▶ _Problem description_
Rewrite the rows below, replacing "report the coordinates" with "give the coordinates" everywhere and leaving everything else unchanged. Omit the picture lines.

▶ _Available data_
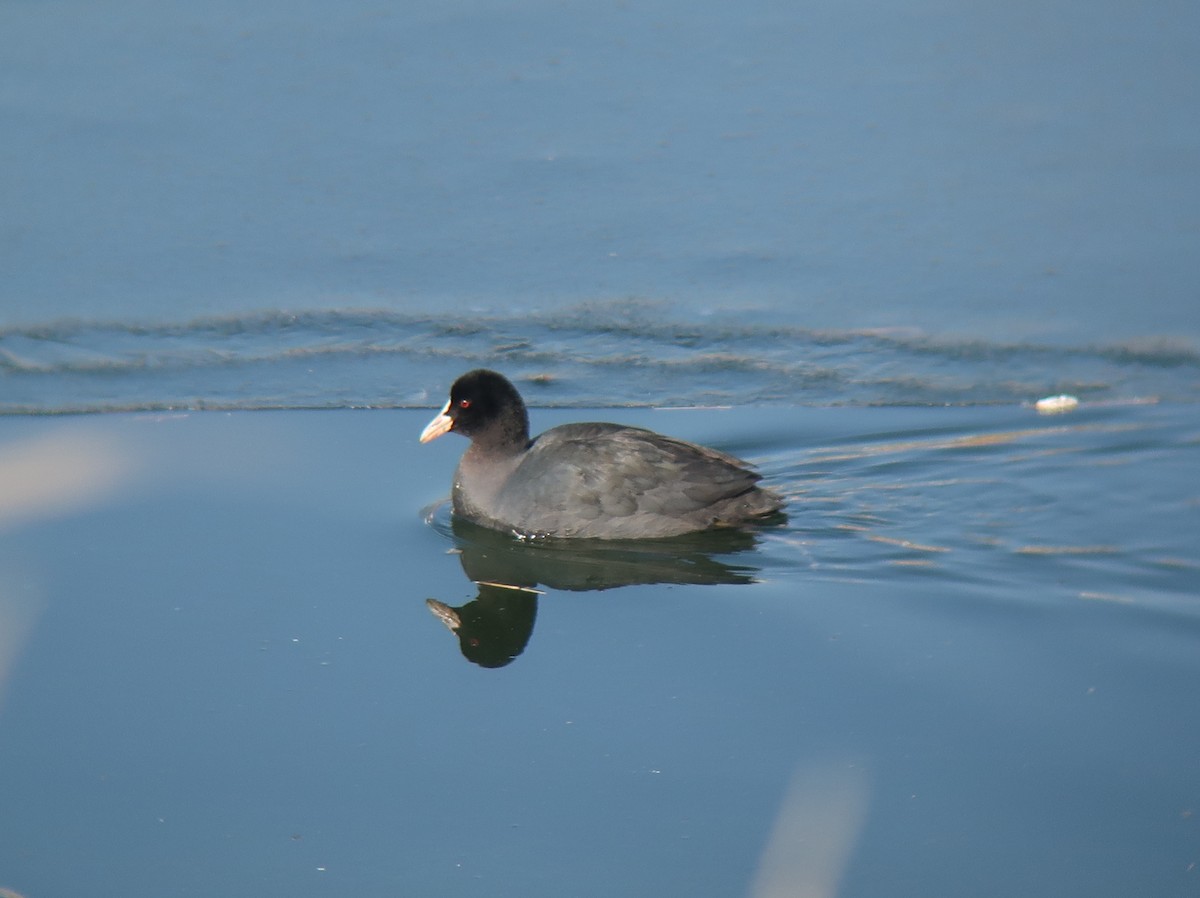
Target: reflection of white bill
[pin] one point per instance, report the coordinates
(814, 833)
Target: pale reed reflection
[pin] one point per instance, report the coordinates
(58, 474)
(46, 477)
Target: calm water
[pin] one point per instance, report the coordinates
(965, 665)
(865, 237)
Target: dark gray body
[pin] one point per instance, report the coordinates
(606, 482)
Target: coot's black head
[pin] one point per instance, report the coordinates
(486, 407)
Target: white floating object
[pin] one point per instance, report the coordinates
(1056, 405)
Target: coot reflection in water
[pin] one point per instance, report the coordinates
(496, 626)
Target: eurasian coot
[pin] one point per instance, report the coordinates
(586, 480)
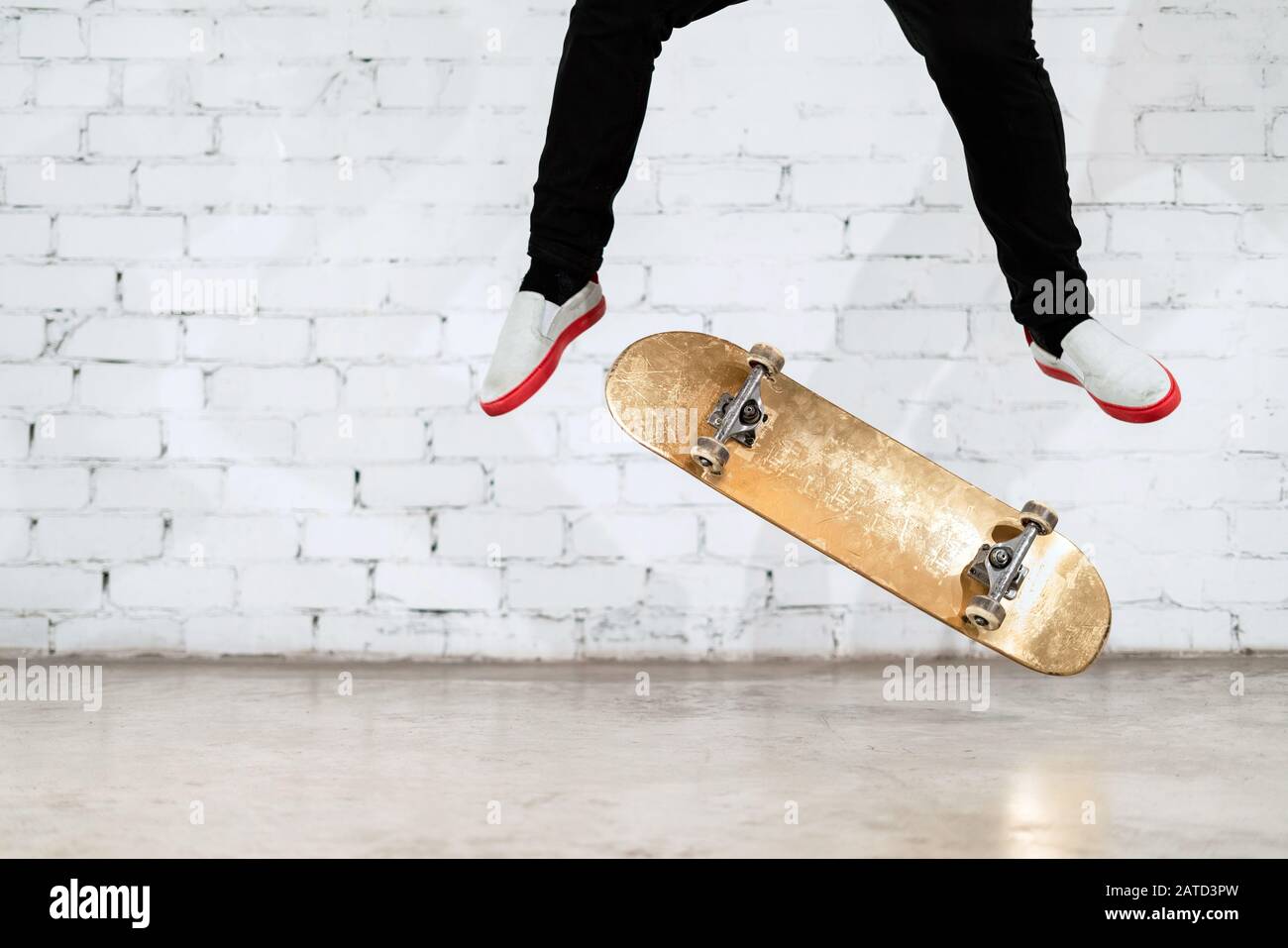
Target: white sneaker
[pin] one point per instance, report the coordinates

▶ _Result of the exercise_
Target: reflection of white bill
[pin] one point per instance, give the coordinates
(814, 833)
Target: pale reed reflection
[pin] one point per instance, give the coordinates
(58, 474)
(46, 477)
Target: calm water
[pin] one point per instance, give the coordinates
(965, 665)
(865, 237)
Target: dark gray body
[pin] one point per instance, give the coordinates
(606, 482)
Target: coot's black head
[pin] one point per instance, give the coordinates
(486, 407)
Target: white floating object
[pin] one point per instance, give the coordinates
(1056, 405)
Target: coot reflection in water
[pin] one point per instance, give the coordinates
(496, 626)
Target: eurasian coot
[pin] one point per instance, give the coordinates
(586, 480)
Target: white sneaker
[pin] one point per instance, give the coordinates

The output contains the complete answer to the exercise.